Istilah "orang Gipsi" berasal dari bahasa Inggris yang mengacu kepada kelompok etnis Romani. Istilah ini cenderung merendahkan secara rasial kepada kelompok etnis yang suka berpindah-pindah di sekitaran Inggris dan Wales.


Diskriminasi ini bukan hanya karena etnis Romani yang budayanya nomaden, melainkan juga karena perbedaan ras.Karena rasnya yang berbeda seperti orang Timur Tengah, Eropa Timur, atau Asia Tengah, orang Eropa Barat meyebut mereka sebagai orang Mesir atau 'Mesir kecil'. 


Istilah ini seperti kawasan di semenanjung Peloponnese, Yunani selatan. Kenyataannya, seiring berkembangnya penelitian genetika dan tata bahasa pada abad ke-18, etnis Romani bukan dari Mesir dan Yunani.


Etnis Romani justru berasal dari barat laut India yang bermigrasi melalui Persia pada antara abad keenam dan abad ke-12 menuju negara-negara Balkan. Pergerakan migrasi mereka pun sampai ke Eropa barat sejak abad kelima belas, dan terus meluas ke seluruh dunia seiring dengan munculnya kolonialisme Eropa.

┄┄┄┄┄┄┄┄┄┄

TUGAS TERTULIS
A) Menurut kutipan tentang etnis Romani, dari wilayah mana sebenarnya etnis Romani berasal?
B) Salin bagian kutipan tentang etnis Romani dari "Istilah ini seperti" sampai "Mesir dan Yunani.".
Kerjakan semua tugas hanya dengan berpegang pada kutipan tentang etnis Romani.

DATA SUMBER

┄┄┄┄┄┄┄┄┄┄

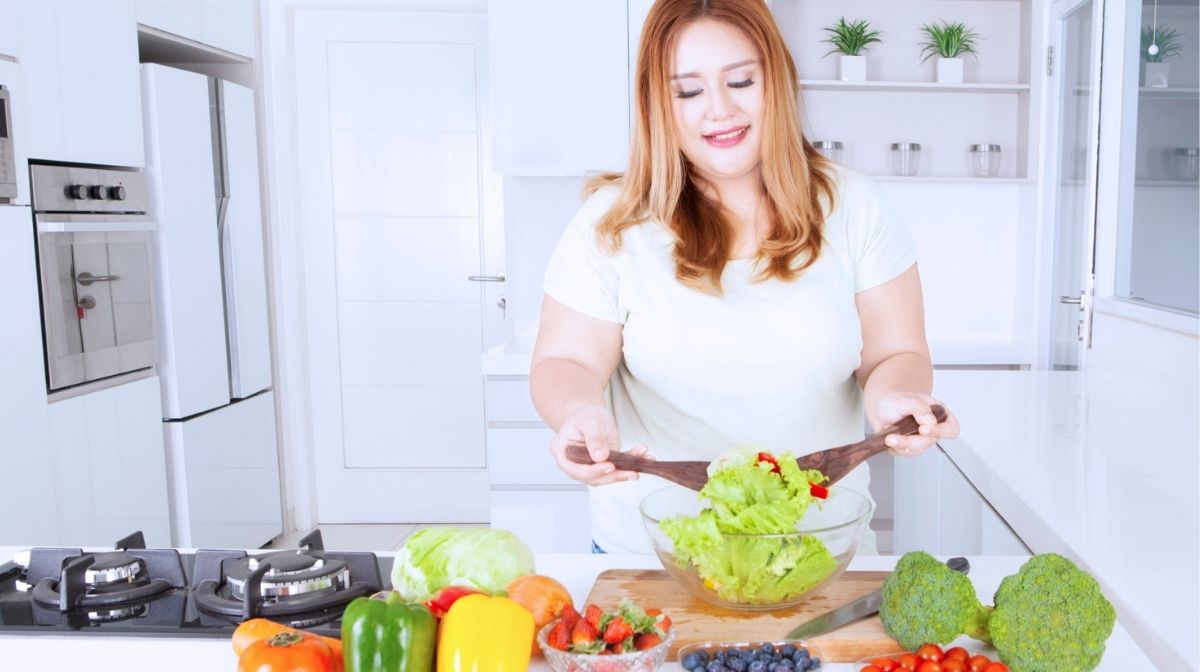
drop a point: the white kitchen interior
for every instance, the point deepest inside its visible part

┄┄┄┄┄┄┄┄┄┄

JAWABAN TIAP TUGAS
A) Etnis Romani berasal dari barat laut India.

B)
Istilah ini seperti kawasan di semenanjung Peloponnese, Yunani selatan. Kenyataannya, seiring berkembangnya penelitian genetika dan tata bahasa pada abad ke-18, etnis Romani bukan dari Mesir dan Yunani.